# [Task item a]
Copy these lines from the records without any change. Start at the first line of the records and stop after the line containing "positive clicks: (1761, 172) (1329, 35)".
§ §
But if deserved honors have been paid to any ambassador after death, there is no one by whom they can be found to have been ever more fully deserved than by Servius Sulpicius. The rest of those men who have died while engaged on an embassy, have gone forth, subject indeed to the usual uncertainties of life, but without any especial danger or fear of death. Servius Sulpicius set out with some hope indeed of reaching Antonius, but with none of returning. But though he was so very ill that if any exertion were added to his bad state of health, he would have no hope of himself, still he did not refuse to try, even while at his last gasp, to be of some service to the republic. Therefore neither the severity of the winter, nor the snow, nor the length of the journey, nor the badness of the roads, nor his daily increasing illness, delayed him. And when he had arrived where he might meet and confer with the man to whom he had been sent, he departed this life in the midst of his care and consideration as to how he might best discharge the duty which he had undertaken.
§ §
# [Task item b]
In the passage about Servius Sulpicius, whom did he set out with some hope of reaching?
§ §
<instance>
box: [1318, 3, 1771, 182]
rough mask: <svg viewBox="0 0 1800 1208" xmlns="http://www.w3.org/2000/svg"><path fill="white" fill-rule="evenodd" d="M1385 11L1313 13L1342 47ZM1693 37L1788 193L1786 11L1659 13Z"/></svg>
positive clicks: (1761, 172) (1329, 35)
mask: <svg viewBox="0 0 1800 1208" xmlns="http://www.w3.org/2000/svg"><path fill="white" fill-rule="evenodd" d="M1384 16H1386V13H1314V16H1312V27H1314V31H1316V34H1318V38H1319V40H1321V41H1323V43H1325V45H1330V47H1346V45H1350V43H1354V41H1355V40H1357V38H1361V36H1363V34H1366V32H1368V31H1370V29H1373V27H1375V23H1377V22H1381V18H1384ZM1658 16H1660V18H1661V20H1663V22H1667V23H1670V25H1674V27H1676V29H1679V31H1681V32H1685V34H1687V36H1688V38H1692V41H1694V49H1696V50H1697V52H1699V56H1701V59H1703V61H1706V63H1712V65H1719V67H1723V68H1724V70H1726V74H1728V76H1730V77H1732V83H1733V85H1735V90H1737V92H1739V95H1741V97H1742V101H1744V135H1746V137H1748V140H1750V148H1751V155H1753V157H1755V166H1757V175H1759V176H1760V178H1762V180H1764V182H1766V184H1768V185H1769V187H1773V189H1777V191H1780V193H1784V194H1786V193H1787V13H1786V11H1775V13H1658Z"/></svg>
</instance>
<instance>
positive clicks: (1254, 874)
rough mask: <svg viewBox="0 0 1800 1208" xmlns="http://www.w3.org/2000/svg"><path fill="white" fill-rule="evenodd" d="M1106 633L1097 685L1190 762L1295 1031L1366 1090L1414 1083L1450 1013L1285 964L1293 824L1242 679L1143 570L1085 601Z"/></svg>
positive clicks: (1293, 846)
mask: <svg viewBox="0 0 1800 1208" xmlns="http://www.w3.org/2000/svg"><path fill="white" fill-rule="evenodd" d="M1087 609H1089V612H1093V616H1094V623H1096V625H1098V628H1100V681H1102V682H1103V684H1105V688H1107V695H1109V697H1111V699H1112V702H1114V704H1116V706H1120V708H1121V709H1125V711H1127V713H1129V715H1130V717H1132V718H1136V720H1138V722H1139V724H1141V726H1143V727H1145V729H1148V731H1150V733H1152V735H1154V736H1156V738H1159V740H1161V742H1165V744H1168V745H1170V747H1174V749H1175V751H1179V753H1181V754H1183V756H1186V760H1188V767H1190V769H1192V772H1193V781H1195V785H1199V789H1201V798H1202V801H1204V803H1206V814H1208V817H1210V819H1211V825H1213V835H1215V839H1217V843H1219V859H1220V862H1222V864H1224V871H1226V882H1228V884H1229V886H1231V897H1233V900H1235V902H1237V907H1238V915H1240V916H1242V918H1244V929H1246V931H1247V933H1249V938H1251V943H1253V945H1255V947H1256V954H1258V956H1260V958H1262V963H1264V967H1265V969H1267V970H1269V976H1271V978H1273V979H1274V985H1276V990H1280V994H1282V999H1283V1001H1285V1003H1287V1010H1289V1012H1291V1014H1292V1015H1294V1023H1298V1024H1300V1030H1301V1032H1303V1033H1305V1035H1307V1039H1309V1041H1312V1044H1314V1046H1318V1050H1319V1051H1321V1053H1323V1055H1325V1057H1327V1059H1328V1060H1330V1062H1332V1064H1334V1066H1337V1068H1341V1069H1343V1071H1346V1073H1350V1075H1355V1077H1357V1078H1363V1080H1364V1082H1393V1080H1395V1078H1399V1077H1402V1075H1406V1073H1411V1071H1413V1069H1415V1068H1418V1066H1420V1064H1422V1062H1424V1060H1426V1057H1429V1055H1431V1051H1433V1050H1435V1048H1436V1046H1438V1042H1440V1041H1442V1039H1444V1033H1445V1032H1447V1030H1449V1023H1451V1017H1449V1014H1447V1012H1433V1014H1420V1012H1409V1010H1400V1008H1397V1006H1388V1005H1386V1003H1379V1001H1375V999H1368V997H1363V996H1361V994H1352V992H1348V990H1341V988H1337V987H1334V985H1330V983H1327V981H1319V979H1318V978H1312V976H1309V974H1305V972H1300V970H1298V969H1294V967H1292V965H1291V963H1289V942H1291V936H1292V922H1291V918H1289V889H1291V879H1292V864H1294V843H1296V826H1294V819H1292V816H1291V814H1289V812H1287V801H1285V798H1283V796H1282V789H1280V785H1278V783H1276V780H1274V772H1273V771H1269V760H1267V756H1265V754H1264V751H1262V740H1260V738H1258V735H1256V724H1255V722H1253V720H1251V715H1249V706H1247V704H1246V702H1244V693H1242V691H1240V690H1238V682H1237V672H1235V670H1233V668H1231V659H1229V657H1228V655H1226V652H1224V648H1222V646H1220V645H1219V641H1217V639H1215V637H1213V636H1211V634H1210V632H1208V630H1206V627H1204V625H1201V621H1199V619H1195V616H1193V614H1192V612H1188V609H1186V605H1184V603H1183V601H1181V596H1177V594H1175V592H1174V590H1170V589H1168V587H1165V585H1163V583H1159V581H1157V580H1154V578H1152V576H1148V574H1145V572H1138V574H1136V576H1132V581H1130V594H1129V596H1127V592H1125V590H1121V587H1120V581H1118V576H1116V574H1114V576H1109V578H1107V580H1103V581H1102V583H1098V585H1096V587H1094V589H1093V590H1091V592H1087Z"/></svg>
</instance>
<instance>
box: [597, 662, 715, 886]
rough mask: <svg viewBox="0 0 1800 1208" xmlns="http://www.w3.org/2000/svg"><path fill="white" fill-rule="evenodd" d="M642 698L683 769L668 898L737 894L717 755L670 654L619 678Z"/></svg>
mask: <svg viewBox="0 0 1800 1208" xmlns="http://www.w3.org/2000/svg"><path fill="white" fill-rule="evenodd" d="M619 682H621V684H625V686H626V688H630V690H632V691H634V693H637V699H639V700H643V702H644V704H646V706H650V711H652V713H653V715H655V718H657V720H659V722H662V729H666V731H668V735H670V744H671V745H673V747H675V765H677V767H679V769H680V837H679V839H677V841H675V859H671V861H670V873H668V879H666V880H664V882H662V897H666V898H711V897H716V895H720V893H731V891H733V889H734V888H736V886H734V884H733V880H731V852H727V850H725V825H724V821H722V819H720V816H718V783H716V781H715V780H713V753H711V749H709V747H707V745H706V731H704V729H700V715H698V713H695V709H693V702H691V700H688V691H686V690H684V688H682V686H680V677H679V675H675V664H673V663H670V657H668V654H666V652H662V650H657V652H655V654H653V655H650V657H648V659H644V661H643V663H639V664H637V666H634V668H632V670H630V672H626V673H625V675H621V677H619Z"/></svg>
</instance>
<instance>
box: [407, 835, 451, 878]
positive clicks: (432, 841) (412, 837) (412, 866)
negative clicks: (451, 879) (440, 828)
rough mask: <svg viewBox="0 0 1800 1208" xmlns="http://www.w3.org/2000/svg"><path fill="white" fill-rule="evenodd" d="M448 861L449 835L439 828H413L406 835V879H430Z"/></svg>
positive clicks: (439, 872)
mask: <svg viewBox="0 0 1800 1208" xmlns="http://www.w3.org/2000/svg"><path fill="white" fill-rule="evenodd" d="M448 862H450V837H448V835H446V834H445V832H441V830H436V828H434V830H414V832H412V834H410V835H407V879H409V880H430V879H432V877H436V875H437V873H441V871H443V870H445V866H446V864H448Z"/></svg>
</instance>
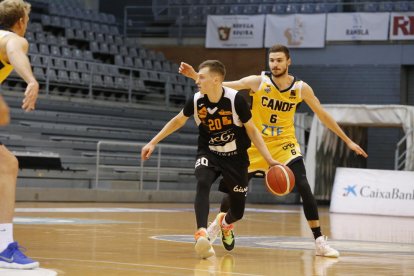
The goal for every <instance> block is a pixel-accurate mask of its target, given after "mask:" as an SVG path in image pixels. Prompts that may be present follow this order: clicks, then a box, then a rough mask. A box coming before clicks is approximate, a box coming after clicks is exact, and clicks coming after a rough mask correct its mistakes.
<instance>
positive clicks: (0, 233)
mask: <svg viewBox="0 0 414 276" xmlns="http://www.w3.org/2000/svg"><path fill="white" fill-rule="evenodd" d="M12 242H14V240H13V224H12V223H0V252H3V251H4V249H6V248H7V246H8V245H9V244H10V243H12Z"/></svg>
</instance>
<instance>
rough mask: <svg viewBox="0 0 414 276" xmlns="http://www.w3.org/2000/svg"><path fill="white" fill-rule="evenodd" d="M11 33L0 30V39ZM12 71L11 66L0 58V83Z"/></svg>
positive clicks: (6, 35) (10, 32) (12, 66)
mask: <svg viewBox="0 0 414 276" xmlns="http://www.w3.org/2000/svg"><path fill="white" fill-rule="evenodd" d="M9 34H11V32H9V31H2V30H0V40H1V39H3V37H5V36H7V35H9ZM12 71H13V66H12V65H11V64H9V63H7V62H6V61H4V60H2V59H0V83H2V82H3V81H4V80H5V79H6V78H7V77H8V76H9V75H10V73H11V72H12Z"/></svg>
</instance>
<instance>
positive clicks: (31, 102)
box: [6, 35, 39, 111]
mask: <svg viewBox="0 0 414 276" xmlns="http://www.w3.org/2000/svg"><path fill="white" fill-rule="evenodd" d="M28 48H29V43H28V42H27V40H26V39H25V38H23V37H20V36H17V35H12V36H11V38H10V39H9V40H8V41H7V44H6V51H7V58H8V60H9V62H10V64H11V65H13V67H14V70H15V71H16V72H17V74H19V76H20V77H21V78H22V79H23V80H24V81H25V82H26V83H27V87H26V91H25V92H24V95H25V97H24V99H23V104H22V109H24V110H25V111H32V110H34V109H35V104H36V100H37V95H38V93H39V83H38V82H37V81H36V78H35V77H34V75H33V72H32V67H31V65H30V61H29V58H28V57H27V51H28Z"/></svg>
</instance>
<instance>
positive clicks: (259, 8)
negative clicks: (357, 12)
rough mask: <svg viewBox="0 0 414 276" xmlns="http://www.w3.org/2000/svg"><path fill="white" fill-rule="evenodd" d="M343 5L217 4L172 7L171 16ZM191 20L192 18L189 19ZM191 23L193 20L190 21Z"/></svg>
mask: <svg viewBox="0 0 414 276" xmlns="http://www.w3.org/2000/svg"><path fill="white" fill-rule="evenodd" d="M341 8H342V6H340V5H337V4H335V3H316V4H312V3H304V4H261V5H217V6H212V5H210V6H192V7H185V6H182V7H171V8H170V9H169V14H170V15H171V16H174V15H177V14H181V15H182V16H183V17H184V18H187V17H188V16H190V17H191V18H192V20H193V19H195V20H196V21H198V22H203V21H205V18H206V16H207V15H209V14H212V15H214V14H216V15H226V14H234V15H237V14H294V13H326V12H339V11H341ZM197 18H198V19H197ZM189 21H191V20H189ZM190 23H191V22H190Z"/></svg>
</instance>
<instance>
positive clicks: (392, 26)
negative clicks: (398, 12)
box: [390, 12, 414, 40]
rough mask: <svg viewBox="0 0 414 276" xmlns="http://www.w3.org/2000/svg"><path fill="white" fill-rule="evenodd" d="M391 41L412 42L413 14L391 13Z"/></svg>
mask: <svg viewBox="0 0 414 276" xmlns="http://www.w3.org/2000/svg"><path fill="white" fill-rule="evenodd" d="M390 21H391V22H390V25H391V26H390V39H391V40H410V39H411V40H414V12H405V13H395V12H393V13H391V19H390Z"/></svg>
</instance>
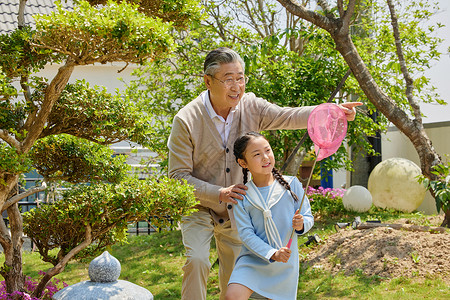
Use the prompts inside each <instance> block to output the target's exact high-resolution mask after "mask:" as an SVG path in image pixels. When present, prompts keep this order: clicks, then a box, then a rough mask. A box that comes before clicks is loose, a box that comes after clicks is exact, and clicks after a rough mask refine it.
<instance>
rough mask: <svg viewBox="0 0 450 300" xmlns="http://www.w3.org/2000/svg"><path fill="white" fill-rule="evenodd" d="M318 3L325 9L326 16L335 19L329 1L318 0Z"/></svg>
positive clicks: (323, 8) (324, 9) (317, 3)
mask: <svg viewBox="0 0 450 300" xmlns="http://www.w3.org/2000/svg"><path fill="white" fill-rule="evenodd" d="M317 4H319V6H320V7H321V8H322V9H323V11H324V12H325V16H327V18H329V19H334V15H333V13H332V12H331V8H330V6H329V5H328V2H327V1H324V0H317Z"/></svg>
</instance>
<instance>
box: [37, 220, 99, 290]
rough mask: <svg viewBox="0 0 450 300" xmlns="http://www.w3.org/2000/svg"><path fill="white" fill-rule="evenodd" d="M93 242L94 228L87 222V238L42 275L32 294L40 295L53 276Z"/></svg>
mask: <svg viewBox="0 0 450 300" xmlns="http://www.w3.org/2000/svg"><path fill="white" fill-rule="evenodd" d="M91 243H92V228H91V225H89V224H86V234H85V240H84V241H83V242H82V243H80V244H79V245H78V246H76V247H75V248H73V249H72V250H70V251H69V253H67V254H66V255H65V256H64V257H63V258H62V259H61V260H60V261H59V262H58V264H57V265H56V266H54V267H53V268H51V269H49V270H48V271H47V272H46V273H45V275H44V276H43V277H42V279H41V281H40V282H39V284H38V286H37V287H36V289H35V290H34V292H33V294H32V295H31V296H34V297H40V296H41V294H42V292H43V291H44V288H45V286H46V285H47V283H48V282H49V281H50V279H52V277H53V276H56V275H58V274H59V273H61V272H62V271H64V268H65V267H66V265H67V263H68V262H69V261H70V260H71V259H72V258H73V257H74V256H75V255H77V254H78V253H79V252H80V251H81V250H83V249H85V248H86V247H87V246H89V245H90V244H91Z"/></svg>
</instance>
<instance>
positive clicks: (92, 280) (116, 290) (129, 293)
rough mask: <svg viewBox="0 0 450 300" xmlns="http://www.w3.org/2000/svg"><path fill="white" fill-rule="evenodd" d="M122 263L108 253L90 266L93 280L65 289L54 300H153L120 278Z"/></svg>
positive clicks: (139, 287) (146, 292) (128, 281)
mask: <svg viewBox="0 0 450 300" xmlns="http://www.w3.org/2000/svg"><path fill="white" fill-rule="evenodd" d="M120 271H121V266H120V262H119V261H118V260H117V259H116V258H115V257H113V256H111V255H110V254H109V252H108V251H105V252H103V254H102V255H100V256H98V257H97V258H95V259H93V260H92V261H91V263H90V264H89V271H88V272H89V278H90V279H91V280H87V281H83V282H79V283H76V284H74V285H71V286H68V287H65V288H64V289H62V290H60V291H58V292H57V293H55V294H54V295H53V299H54V300H73V299H76V300H153V295H152V293H150V291H148V290H147V289H145V288H143V287H141V286H138V285H136V284H134V283H131V282H129V281H125V280H118V278H119V276H120Z"/></svg>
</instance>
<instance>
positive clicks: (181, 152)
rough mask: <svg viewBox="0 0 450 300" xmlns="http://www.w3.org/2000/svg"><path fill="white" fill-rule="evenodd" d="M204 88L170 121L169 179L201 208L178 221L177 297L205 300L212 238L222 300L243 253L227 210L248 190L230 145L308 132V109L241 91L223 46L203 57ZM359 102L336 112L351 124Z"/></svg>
mask: <svg viewBox="0 0 450 300" xmlns="http://www.w3.org/2000/svg"><path fill="white" fill-rule="evenodd" d="M204 82H205V85H206V88H207V90H206V91H204V92H203V93H201V94H200V95H199V96H198V97H197V98H196V99H194V100H193V101H191V102H190V103H189V104H187V105H186V106H185V107H183V108H182V109H181V110H180V111H179V112H178V114H177V115H176V116H175V118H174V121H173V127H172V132H171V134H170V137H169V141H168V147H169V176H170V177H172V178H179V179H181V178H183V179H186V180H187V182H188V183H190V184H193V185H194V186H195V195H196V197H197V199H198V200H199V202H200V204H199V205H198V211H197V212H195V213H194V214H192V215H191V216H185V217H183V220H182V223H181V231H182V236H183V244H184V246H185V248H186V257H187V260H186V263H185V265H184V266H183V271H184V277H183V285H182V296H181V297H182V299H187V300H202V299H206V285H207V280H208V275H209V269H210V267H211V264H210V262H209V252H210V243H211V239H212V237H213V236H214V237H215V240H216V249H217V253H218V256H219V286H220V290H221V294H220V299H224V297H225V293H226V288H227V283H228V280H229V277H230V275H231V271H232V269H233V266H234V262H235V259H236V257H237V256H238V254H239V251H240V249H241V241H240V239H239V236H238V233H237V230H236V228H235V226H234V220H233V206H232V205H231V204H232V203H237V202H236V199H243V197H242V195H245V190H246V189H247V187H246V186H245V185H243V184H242V180H243V177H242V171H241V169H240V167H239V165H238V164H237V163H236V162H235V159H234V155H233V148H232V147H233V143H234V141H235V140H236V138H238V137H239V136H240V135H242V134H244V133H246V132H249V131H257V132H259V131H262V130H275V129H302V128H306V125H307V120H308V116H309V114H310V113H311V111H312V110H313V109H314V106H308V107H298V108H289V107H284V108H283V107H279V106H277V105H275V104H272V103H269V102H268V101H266V100H264V99H261V98H258V97H256V96H255V95H254V94H253V93H245V84H246V83H247V77H246V76H245V64H244V61H243V60H242V58H241V57H240V56H239V54H237V53H236V52H235V51H233V50H231V49H228V48H218V49H216V50H213V51H211V52H210V53H209V54H208V55H207V56H206V59H205V63H204ZM361 104H362V103H360V102H352V103H345V104H342V105H341V109H342V110H343V111H344V112H345V114H346V115H347V119H348V120H353V119H354V118H355V113H356V112H355V108H354V107H355V106H358V105H361Z"/></svg>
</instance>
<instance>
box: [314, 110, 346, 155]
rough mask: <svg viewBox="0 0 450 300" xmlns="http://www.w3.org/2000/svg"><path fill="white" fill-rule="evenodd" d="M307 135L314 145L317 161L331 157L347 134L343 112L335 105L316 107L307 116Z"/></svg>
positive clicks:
§ §
# [Task result a]
<instance>
box: [1318, 3, 1771, 182]
rough mask: <svg viewBox="0 0 1800 1208" xmlns="http://www.w3.org/2000/svg"><path fill="white" fill-rule="evenodd" d="M1385 11L1313 13L1342 47ZM1693 37L1788 193L1786 11L1659 13Z"/></svg>
positive clicks: (1761, 172) (1329, 35)

# [Task result b]
Antonius